- _Work required_
Extract the listing below in full, unchanged.

- _Record list_
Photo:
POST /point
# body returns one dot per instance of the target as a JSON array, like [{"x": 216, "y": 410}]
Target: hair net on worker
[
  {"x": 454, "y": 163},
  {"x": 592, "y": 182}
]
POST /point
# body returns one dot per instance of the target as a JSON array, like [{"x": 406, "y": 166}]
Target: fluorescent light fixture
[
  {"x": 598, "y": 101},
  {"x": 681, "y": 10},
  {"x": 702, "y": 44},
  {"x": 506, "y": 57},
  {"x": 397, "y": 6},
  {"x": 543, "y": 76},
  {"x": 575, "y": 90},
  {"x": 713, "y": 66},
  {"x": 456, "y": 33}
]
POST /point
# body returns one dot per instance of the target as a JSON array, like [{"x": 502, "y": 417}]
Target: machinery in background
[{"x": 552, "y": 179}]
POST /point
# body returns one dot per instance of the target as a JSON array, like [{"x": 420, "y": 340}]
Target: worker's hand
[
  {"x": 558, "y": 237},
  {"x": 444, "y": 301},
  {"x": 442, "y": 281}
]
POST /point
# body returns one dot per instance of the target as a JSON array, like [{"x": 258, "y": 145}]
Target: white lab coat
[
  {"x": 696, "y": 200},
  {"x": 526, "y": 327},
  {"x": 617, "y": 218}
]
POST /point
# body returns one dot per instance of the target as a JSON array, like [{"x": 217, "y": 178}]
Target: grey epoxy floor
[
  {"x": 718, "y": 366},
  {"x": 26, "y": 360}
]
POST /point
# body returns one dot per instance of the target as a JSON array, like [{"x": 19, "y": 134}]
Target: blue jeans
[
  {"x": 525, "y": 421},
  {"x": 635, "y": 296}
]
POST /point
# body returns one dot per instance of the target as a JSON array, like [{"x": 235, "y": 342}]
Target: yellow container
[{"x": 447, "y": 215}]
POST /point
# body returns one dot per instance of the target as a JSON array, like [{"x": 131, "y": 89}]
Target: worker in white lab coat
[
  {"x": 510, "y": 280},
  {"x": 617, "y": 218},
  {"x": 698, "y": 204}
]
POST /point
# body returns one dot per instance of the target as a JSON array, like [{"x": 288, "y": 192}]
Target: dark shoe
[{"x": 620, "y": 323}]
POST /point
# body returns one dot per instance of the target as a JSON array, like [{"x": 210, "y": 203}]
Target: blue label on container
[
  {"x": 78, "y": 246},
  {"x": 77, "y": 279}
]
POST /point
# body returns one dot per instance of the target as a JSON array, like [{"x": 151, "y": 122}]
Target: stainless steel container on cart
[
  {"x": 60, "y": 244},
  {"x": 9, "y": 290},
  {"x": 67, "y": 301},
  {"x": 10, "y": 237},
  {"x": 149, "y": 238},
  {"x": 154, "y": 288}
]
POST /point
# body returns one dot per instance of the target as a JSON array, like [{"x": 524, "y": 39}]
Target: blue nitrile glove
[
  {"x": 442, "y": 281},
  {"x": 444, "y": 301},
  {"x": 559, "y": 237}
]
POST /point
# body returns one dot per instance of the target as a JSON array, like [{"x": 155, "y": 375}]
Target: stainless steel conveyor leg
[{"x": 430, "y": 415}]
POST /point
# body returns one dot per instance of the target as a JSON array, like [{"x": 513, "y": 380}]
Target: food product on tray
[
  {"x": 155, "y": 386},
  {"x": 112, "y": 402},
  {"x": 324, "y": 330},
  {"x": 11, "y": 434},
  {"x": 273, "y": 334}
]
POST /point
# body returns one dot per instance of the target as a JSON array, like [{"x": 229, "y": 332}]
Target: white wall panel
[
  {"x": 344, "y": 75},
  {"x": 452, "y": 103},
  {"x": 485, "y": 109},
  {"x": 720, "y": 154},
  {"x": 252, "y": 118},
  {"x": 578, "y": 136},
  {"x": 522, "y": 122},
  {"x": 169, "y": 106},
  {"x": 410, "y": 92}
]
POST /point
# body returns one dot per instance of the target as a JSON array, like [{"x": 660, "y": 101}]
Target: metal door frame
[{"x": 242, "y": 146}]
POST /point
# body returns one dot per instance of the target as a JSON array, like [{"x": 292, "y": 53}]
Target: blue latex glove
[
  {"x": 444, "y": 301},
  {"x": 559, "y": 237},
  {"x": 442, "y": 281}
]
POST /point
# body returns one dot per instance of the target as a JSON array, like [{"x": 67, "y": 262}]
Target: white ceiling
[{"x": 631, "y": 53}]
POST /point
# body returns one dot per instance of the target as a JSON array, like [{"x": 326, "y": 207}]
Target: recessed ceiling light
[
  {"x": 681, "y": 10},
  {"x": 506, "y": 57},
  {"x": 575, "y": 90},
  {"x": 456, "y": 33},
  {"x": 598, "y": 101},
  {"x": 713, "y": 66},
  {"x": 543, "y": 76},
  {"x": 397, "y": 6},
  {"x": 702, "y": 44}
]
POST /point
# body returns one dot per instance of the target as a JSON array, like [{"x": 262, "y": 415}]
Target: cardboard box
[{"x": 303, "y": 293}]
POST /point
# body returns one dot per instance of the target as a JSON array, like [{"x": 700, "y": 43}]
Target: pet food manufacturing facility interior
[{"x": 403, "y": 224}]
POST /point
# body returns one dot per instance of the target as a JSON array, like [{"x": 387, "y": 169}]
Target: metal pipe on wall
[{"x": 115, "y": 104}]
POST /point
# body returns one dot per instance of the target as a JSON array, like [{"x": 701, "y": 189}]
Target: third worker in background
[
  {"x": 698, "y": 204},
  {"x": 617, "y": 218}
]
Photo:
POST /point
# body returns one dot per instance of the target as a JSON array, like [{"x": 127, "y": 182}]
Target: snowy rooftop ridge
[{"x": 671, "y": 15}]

- _Exercise result_
Photo:
POST /point
# body returns one dot per instance of the target as a JSON array, like [{"x": 216, "y": 410}]
Target: hair net on worker
[
  {"x": 454, "y": 163},
  {"x": 592, "y": 182}
]
POST /point
# body returns one dot per instance of the target as a JSON array, like [{"x": 406, "y": 166}]
Target: fluorescent light fixture
[
  {"x": 598, "y": 101},
  {"x": 681, "y": 10},
  {"x": 702, "y": 44},
  {"x": 506, "y": 57},
  {"x": 397, "y": 6},
  {"x": 543, "y": 76},
  {"x": 575, "y": 90},
  {"x": 713, "y": 66},
  {"x": 456, "y": 33}
]
POST /point
# body returns one dot per instance of the target as a JSON array, like [{"x": 502, "y": 417}]
Target: machinery in background
[{"x": 552, "y": 179}]
POST /point
# body returns one dot per instance of the target as a JSON array, like [{"x": 420, "y": 340}]
Target: worker's hand
[
  {"x": 558, "y": 237},
  {"x": 444, "y": 301},
  {"x": 442, "y": 281}
]
POST /point
# body returns one dot per instance of the target as a JSON array, like [{"x": 258, "y": 145}]
Target: white lab coat
[
  {"x": 696, "y": 200},
  {"x": 526, "y": 327},
  {"x": 617, "y": 218}
]
POST /point
# body returns one dot per instance of the target as a JSON array, like [{"x": 217, "y": 178}]
Target: grey epoxy floor
[
  {"x": 718, "y": 366},
  {"x": 26, "y": 360}
]
POST /point
# body returns one dot per instance of the target as a JSON array, like [{"x": 19, "y": 134}]
Target: blue jeans
[
  {"x": 525, "y": 421},
  {"x": 635, "y": 296}
]
POST /point
# body returns one dot per instance of the target as a JSON array, like [{"x": 235, "y": 342}]
Target: yellow container
[{"x": 447, "y": 215}]
POST /point
# body returns one dot per instance of the target as a JSON array, like [{"x": 131, "y": 89}]
Target: worker in white lab coat
[
  {"x": 510, "y": 280},
  {"x": 617, "y": 218},
  {"x": 698, "y": 204}
]
POST /point
# body returns one dot per instance of the target as a JSON array, like [{"x": 288, "y": 192}]
Target: dark shoe
[{"x": 620, "y": 323}]
POST /point
# body returns one dot per instance of the target as a JSON array, like [{"x": 210, "y": 203}]
Target: blue label on container
[
  {"x": 78, "y": 246},
  {"x": 77, "y": 279}
]
POST /point
# body returns one dot per instance of the target as a JSON array, like [{"x": 151, "y": 122}]
Target: stainless steel container on cart
[
  {"x": 60, "y": 244},
  {"x": 9, "y": 290},
  {"x": 67, "y": 301},
  {"x": 10, "y": 237},
  {"x": 149, "y": 238},
  {"x": 154, "y": 288}
]
POST /point
# body returns one dot per instance of the target as a JSON array, like [{"x": 524, "y": 39}]
Target: blue nitrile glove
[
  {"x": 442, "y": 281},
  {"x": 444, "y": 301},
  {"x": 559, "y": 237}
]
POST /point
# body returns one dot per instance of the target as a JSON array, like [{"x": 155, "y": 375}]
Target: stainless steel conveyor leg
[{"x": 430, "y": 415}]
POST /point
# body returns one dot per instance of the target as a JSON array, like [{"x": 513, "y": 380}]
Target: food product on tray
[
  {"x": 155, "y": 386},
  {"x": 112, "y": 402},
  {"x": 324, "y": 330},
  {"x": 11, "y": 434},
  {"x": 273, "y": 334}
]
POST /point
# body returns one dot per instance of the target as a JSON array, like [{"x": 229, "y": 332}]
Target: white wall panel
[
  {"x": 344, "y": 75},
  {"x": 452, "y": 103},
  {"x": 485, "y": 109},
  {"x": 720, "y": 154},
  {"x": 252, "y": 118},
  {"x": 578, "y": 136},
  {"x": 522, "y": 122},
  {"x": 169, "y": 106},
  {"x": 410, "y": 92}
]
POST /point
# body returns one dot per instance of the target as a JSON array, like [{"x": 660, "y": 101}]
Target: metal door frame
[{"x": 242, "y": 146}]
POST /point
# body returns one dot per instance of the target as a JSON array, like [{"x": 292, "y": 53}]
Target: blue latex glove
[
  {"x": 444, "y": 301},
  {"x": 559, "y": 237},
  {"x": 442, "y": 281}
]
POST /point
# body returns one dot per instance of the target as a JSON array, like [{"x": 67, "y": 262}]
Target: white ceiling
[{"x": 631, "y": 53}]
POST /point
# body returns one dot per instance of the target as a JSON array, like [{"x": 326, "y": 207}]
Target: recessed ceiling light
[
  {"x": 681, "y": 10},
  {"x": 506, "y": 57},
  {"x": 575, "y": 90},
  {"x": 456, "y": 33},
  {"x": 598, "y": 101},
  {"x": 713, "y": 66},
  {"x": 543, "y": 76},
  {"x": 397, "y": 6},
  {"x": 702, "y": 44}
]
POST /point
# body returns one dot per instance of the target as a JSON array, like [{"x": 262, "y": 415}]
Target: cardboard box
[{"x": 303, "y": 293}]
POST /point
# body returns one dot per instance of the target as a JSON array, like [{"x": 700, "y": 43}]
Target: pet food manufacturing facility interior
[{"x": 403, "y": 224}]
POST /point
# body returns one dot per instance of the target as a JSON array, like [{"x": 387, "y": 169}]
Target: metal pipe on wall
[{"x": 115, "y": 104}]
POST /point
# body returns one dot per instance of the target as a JSON array, like [{"x": 701, "y": 189}]
Target: third worker in background
[
  {"x": 698, "y": 204},
  {"x": 617, "y": 218}
]
Photo:
POST /point
# body returns one dot per instance of the target as a JSON array, like [{"x": 127, "y": 182}]
Target: snowy rooftop ridge
[{"x": 671, "y": 15}]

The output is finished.